| PROBLEM REQUIREMENTS |
In the records below, find the line that contains "Objective — a point for each instance of the wet" and the line that contains "Objective — a point for each instance of the dry". Set down exactly those lines and every line between them, and nothing more.

*** DATA FOR ANALYSIS Section Begins ***

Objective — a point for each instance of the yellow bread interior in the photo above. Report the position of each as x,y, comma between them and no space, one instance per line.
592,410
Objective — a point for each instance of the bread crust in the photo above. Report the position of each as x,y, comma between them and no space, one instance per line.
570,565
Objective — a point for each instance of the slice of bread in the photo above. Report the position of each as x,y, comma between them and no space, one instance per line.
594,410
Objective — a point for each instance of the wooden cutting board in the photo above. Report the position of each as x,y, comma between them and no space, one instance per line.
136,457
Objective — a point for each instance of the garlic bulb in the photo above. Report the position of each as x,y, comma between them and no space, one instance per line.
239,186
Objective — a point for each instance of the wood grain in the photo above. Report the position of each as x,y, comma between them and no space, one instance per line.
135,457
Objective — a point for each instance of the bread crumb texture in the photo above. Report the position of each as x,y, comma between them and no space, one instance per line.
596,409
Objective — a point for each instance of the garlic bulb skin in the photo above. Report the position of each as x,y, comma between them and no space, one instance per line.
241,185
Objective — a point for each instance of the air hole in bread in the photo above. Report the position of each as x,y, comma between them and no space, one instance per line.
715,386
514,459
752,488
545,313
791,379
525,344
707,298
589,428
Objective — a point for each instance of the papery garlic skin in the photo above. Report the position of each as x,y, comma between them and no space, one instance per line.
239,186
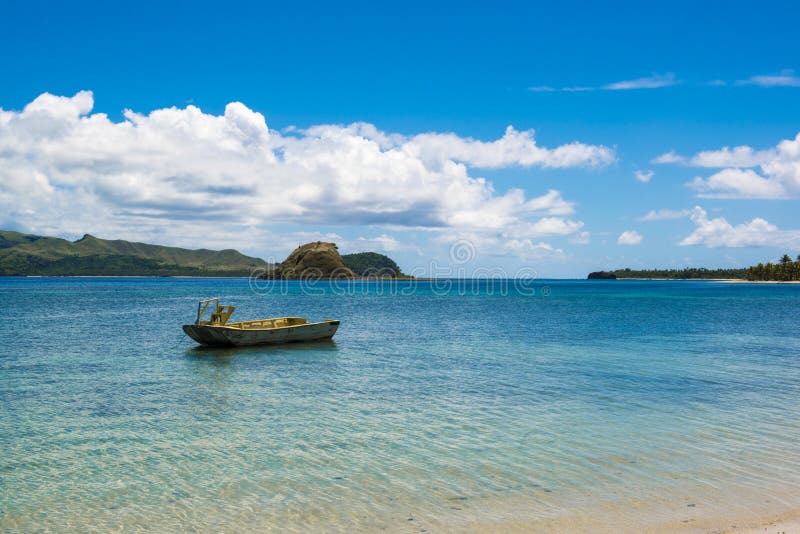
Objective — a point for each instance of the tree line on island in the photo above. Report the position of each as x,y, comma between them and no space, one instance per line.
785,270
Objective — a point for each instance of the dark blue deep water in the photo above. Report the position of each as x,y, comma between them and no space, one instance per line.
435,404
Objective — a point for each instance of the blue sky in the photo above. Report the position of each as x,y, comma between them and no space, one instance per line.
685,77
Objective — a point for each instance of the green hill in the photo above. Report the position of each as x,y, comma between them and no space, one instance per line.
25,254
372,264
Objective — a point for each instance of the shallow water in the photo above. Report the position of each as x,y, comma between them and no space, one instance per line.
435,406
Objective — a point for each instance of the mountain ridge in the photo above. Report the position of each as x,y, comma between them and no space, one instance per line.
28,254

*** DATA FOR ANALYSIS Section Ends ***
*** DATA FOR ANALYSIS Section Begins ***

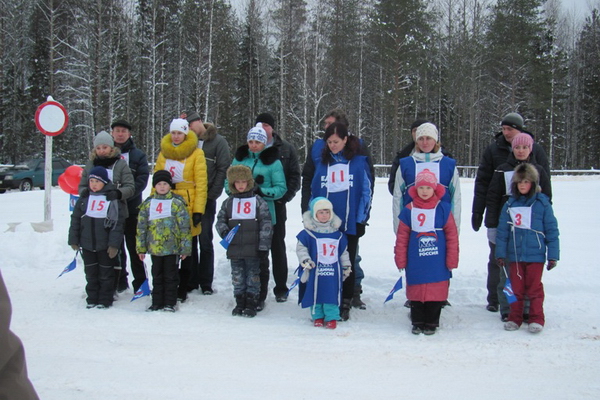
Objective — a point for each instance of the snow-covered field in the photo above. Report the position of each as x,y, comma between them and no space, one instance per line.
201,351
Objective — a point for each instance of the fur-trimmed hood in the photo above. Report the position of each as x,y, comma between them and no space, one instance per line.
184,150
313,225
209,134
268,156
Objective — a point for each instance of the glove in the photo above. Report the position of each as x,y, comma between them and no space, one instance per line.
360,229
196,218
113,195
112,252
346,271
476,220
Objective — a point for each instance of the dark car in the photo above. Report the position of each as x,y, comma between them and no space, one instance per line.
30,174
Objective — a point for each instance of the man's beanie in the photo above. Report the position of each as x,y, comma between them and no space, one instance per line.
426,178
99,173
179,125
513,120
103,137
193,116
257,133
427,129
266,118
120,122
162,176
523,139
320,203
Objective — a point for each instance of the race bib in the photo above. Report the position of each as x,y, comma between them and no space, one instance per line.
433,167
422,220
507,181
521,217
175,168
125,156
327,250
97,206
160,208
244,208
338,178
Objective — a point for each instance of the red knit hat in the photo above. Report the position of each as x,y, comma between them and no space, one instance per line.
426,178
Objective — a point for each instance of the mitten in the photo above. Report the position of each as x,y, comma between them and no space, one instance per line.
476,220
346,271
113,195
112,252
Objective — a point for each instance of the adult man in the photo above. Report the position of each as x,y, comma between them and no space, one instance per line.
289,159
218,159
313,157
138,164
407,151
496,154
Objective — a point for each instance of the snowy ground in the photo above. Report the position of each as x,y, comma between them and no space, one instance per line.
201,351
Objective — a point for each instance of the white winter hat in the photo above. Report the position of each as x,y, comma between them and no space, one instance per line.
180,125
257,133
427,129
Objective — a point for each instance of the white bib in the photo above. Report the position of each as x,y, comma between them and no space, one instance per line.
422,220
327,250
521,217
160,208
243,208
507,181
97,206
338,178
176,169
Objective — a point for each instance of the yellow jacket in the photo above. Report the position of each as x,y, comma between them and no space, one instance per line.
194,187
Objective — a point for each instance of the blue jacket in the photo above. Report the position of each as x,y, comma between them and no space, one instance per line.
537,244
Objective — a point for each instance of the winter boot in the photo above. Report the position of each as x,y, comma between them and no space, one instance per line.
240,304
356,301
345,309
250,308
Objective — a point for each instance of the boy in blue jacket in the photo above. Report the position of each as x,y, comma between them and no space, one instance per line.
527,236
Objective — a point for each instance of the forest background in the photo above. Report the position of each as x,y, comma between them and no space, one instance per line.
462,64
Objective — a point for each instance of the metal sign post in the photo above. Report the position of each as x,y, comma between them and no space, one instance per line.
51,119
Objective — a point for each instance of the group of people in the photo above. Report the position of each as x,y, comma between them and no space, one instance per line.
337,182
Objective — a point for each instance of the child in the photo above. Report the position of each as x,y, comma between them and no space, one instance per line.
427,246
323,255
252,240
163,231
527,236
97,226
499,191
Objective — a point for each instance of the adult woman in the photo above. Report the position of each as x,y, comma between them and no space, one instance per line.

*** DATA FOR ANALYSIS Section Ends ***
*** DATA FOR ANALYSIS Section Begins ***

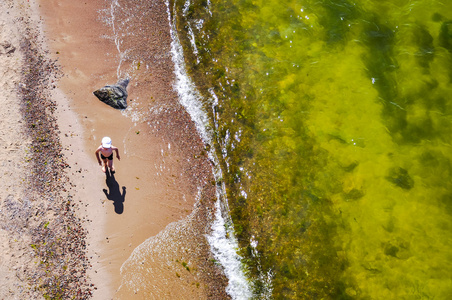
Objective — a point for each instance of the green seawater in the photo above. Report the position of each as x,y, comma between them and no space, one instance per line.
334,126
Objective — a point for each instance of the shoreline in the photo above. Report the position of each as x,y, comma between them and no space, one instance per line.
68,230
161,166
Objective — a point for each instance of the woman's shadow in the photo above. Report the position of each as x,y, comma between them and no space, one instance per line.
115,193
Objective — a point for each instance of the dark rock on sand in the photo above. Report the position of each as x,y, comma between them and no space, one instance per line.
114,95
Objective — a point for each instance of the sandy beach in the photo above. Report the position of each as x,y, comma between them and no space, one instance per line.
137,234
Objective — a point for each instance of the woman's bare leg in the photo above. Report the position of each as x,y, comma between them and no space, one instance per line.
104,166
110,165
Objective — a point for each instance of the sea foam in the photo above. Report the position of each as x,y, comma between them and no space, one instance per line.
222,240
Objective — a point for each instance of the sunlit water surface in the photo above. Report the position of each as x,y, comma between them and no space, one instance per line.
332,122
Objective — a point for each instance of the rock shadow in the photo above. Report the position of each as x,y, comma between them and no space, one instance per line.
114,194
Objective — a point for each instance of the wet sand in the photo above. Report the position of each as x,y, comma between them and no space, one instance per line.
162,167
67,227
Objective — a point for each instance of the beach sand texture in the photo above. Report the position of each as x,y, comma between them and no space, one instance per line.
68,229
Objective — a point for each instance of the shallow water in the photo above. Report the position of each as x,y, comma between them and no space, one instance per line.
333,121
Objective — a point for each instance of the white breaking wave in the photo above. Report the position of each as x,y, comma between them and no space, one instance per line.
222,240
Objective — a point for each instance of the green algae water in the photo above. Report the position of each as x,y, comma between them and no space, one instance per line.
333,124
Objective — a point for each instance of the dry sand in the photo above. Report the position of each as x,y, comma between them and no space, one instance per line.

*** DATA FOR ANALYSIS Section Ends ***

| TASK ANSWER |
Objective — a point for each instance of the wet sand in the photo above. Report the position of each as x,y, comma between them and no space, one instance per line.
162,167
67,227
Objective — a point for each instance of the beach sand texture in the photo above. Report the position of each as x,y, comma between them and no space, one instance per line.
68,229
Objective — a point for each instance of the shallow water in the photo above. Report the position of each as x,y, comma between them and no space, one instance per line.
333,121
Objective — a point for each instance of the white breaking wave in the photo above. Report the position of each as x,y, comma between them and no space, one instance per line.
222,240
Objective — a point for each instance of the green algae water in the photo above. Report the position of each as x,y, comma between them and no space, one instance per line.
333,124
Objective — a point for each instance of the dry sand in the photo above. Report the position of each as x,y, comma between them and no space, one instance per line.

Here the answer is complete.